*Çıkarılan Metin:*

/---

Tüm bu gelişmeler, Japonya’nın “uçan kazlar” stratejisiyle sıkça karşılaştırılıyor. 1980’lerde üretim süreçlerini maliyet avantajı olan bölgelere kaydıran Japonya, zaman içinde bu “uçan kazları” bir çatı altında toplayarak küresel ölçekte güçlü bir sanayi ve marka ekosistemi yaratmayı başardı. Bugün Japonya, otomotivden tüketici elektroniğine kadar pek çok sektörde “yüksek teknoloji ve yüksek kalite” denilince akla gelen ilk ülkelerden biri. Çin, henüz bu modelin ilk aşamalarında yer alıyor. Uluslararası pazarlara yönelik markalaşma çabası ve üretim üsleri kurma girişimi varlığını hissettiriyor. Buna karşın, Japonya gibi “marka birleştirme” aşamasına geçip geçemeyeceği küresel ekonomi uzmanlarının merakla takip ettiği bir soru.

\---

*Etiketli nesne işaretleme kayıtları:*
/---

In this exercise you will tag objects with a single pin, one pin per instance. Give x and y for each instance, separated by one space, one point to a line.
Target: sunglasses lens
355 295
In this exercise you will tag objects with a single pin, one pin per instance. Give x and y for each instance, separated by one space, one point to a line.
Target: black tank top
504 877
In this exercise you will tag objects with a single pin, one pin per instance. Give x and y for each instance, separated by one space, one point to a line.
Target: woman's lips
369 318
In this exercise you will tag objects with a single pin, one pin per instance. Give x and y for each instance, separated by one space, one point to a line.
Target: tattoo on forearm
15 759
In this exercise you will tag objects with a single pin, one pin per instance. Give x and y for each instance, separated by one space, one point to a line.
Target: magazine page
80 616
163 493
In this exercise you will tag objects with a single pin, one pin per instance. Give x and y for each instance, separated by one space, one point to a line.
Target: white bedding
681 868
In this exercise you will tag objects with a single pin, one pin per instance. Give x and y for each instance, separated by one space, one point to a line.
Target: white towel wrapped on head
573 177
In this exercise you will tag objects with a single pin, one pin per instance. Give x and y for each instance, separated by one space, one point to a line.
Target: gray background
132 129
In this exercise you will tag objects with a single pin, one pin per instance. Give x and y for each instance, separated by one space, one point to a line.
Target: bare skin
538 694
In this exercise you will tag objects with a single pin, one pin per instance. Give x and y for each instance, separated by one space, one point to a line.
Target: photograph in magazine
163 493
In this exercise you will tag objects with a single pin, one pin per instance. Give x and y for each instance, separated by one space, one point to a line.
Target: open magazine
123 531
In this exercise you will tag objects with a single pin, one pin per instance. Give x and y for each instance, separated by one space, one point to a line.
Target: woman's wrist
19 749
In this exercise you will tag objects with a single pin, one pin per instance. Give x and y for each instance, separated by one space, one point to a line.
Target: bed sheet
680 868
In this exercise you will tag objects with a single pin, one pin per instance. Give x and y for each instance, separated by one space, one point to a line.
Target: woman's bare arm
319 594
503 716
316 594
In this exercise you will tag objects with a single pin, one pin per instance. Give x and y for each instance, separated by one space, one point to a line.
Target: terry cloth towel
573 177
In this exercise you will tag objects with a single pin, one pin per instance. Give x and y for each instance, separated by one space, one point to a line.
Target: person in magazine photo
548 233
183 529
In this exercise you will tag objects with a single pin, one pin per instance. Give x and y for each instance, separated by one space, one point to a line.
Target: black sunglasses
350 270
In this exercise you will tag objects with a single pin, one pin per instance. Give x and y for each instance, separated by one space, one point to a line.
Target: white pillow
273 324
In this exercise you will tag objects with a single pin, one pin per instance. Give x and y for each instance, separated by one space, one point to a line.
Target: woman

\---

*Alıştırma Seti:*
**1)** Çıkarılan metne göre Japonya'nın 1980'lerde üretim süreçlerini belirli bölgelere kaydırmasının nedenini bir ila üç cümleyle açıklayınız.
**2)** Çıkarılan metinde, küresel ekonomi uzmanlarının merakla takip ettiği soru nedir?
**3)** Çıkarılan metindeki "Tüm bu gelişmeler" ile başlayan paragrafı, temel bilgilerini koruyarak madde listesi biçiminde yeniden yazınız.
Bu kayıtlar, metinden farklı bir kaynaktan alınmıştır.

*Görev Bazında Çözümler:*
**1)** Japonya üretim süreçlerini maliyet avantajı olan bölgelere kaydırmıştır. Bu bölgelerin seçilmesinin nedeni, sağladıkları maliyet avantajıdır.

**2)** Çin'in, Japonya gibi "marka birleştirme" aşamasına geçip geçemeyeceği.

**3)**
- Söz konusu gelişmeler, Japonya'nın "uçan kazlar" stratejisiyle sıkça karşılaştırılmaktadır.
- Japonya, 1980'lerde üretim süreçlerini maliyet avantajı olan bölgelere kaydırmıştır.
- Zamanla bu "uçan kazları" bir çatı altında toplayarak küresel ölçekte güçlü bir sanayi ve marka ekosistemi kurmuştur.
- Bugün Japonya, otomotivden tüketici elektroniğine kadar pek çok sektörde "yüksek teknoloji ve yüksek kalite" denince ilk akla gelen ülkelerdendir.
- Çin, bu modelin henüz ilk aşamalarındadır.
- Çin'in uluslararası pazarlara yönelik markalaşma çabası ve üretim üsleri kurma girişimi kendini hissettirmektedir.
- Çin'in Japonya gibi "marka birleştirme" aşamasına geçip geçemeyeceği, küresel ekonomi uzmanlarınca merakla izlenmektedir.